Dataset records
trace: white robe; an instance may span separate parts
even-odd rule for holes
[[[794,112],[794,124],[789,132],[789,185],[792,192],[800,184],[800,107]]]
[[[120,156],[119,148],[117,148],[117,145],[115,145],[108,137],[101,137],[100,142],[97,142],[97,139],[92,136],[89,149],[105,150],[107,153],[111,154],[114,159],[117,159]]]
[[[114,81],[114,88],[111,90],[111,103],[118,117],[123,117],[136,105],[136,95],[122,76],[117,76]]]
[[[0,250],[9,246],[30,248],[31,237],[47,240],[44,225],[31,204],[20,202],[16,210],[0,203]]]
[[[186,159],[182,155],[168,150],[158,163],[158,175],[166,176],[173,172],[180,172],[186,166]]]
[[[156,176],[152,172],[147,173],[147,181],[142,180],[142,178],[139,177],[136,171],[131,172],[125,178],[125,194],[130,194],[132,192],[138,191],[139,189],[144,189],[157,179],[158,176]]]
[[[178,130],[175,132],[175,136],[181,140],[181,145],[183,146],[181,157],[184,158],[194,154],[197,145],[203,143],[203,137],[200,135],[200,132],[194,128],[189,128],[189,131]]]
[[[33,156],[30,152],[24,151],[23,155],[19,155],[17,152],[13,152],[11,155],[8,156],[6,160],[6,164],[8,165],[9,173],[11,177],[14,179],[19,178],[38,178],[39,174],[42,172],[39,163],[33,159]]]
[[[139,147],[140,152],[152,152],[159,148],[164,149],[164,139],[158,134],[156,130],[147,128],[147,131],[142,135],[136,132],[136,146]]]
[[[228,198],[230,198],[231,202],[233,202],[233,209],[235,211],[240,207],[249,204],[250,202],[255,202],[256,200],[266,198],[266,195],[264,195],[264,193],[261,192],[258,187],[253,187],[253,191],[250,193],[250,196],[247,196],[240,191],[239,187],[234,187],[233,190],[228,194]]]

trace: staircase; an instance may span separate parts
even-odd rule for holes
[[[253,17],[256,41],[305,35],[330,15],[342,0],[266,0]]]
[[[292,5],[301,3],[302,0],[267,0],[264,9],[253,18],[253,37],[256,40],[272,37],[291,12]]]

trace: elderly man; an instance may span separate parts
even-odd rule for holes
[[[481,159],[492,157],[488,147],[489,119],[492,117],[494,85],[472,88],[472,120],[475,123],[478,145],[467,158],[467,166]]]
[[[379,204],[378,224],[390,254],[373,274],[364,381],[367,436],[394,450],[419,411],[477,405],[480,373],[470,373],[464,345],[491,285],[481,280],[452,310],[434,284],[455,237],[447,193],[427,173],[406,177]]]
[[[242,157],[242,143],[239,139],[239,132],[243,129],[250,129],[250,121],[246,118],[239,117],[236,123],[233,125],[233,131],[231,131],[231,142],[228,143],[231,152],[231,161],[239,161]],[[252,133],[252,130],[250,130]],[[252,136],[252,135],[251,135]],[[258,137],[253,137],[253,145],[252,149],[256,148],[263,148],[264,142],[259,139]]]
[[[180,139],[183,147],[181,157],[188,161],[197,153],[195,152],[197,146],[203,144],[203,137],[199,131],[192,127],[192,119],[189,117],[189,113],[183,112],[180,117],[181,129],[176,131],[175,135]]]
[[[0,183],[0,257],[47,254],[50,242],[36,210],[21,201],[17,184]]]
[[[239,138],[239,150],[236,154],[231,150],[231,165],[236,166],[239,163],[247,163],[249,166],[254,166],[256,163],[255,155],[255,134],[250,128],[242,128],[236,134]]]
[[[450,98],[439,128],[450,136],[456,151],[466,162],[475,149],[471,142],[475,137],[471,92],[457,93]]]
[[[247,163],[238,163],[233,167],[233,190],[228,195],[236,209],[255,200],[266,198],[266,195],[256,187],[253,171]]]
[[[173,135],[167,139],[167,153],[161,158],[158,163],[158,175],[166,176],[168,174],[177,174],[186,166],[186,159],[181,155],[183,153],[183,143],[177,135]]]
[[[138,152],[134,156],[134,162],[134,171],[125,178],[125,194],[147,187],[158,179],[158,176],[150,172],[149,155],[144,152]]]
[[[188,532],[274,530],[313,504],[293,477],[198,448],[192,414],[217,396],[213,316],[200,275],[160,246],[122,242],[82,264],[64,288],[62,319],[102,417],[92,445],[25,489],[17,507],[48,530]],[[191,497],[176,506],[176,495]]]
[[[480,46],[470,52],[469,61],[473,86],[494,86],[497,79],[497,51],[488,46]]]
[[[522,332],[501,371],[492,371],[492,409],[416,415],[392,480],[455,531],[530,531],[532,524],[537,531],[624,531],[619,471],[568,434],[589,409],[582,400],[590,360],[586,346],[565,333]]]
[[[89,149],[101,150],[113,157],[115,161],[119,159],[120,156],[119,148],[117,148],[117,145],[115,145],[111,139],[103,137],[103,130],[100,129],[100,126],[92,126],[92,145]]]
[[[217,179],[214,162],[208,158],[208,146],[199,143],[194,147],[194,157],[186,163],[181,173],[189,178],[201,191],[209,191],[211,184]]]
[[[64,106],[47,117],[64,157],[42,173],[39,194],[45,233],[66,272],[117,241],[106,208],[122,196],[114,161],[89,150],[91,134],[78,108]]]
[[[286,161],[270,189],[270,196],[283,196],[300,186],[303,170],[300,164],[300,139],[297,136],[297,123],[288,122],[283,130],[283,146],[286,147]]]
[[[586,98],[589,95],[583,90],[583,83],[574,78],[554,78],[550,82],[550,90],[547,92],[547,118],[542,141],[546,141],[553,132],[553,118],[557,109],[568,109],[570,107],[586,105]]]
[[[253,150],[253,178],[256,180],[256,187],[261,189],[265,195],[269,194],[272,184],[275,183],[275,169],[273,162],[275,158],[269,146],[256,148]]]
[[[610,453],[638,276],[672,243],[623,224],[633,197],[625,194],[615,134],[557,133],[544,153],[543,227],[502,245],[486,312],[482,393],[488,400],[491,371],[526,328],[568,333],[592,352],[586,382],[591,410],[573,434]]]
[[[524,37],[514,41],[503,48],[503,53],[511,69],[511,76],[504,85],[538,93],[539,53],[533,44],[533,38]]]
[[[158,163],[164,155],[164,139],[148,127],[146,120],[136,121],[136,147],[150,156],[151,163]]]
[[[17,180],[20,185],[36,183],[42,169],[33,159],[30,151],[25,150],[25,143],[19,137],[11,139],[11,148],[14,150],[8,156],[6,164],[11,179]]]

Work to complete
Look above for the line with "trace: staircase; an" and the line with "trace: elderly man;". Retype those two lines and every line between them exactly, adding nothing.

Exercise response
trace: staircase; an instance may span separate parts
even-odd rule for holes
[[[253,17],[256,41],[305,35],[330,15],[342,0],[266,0]]]
[[[292,5],[301,3],[302,0],[267,0],[264,9],[253,18],[253,37],[256,40],[272,37],[291,12]]]

trace: elderly man; an instance may span separate parts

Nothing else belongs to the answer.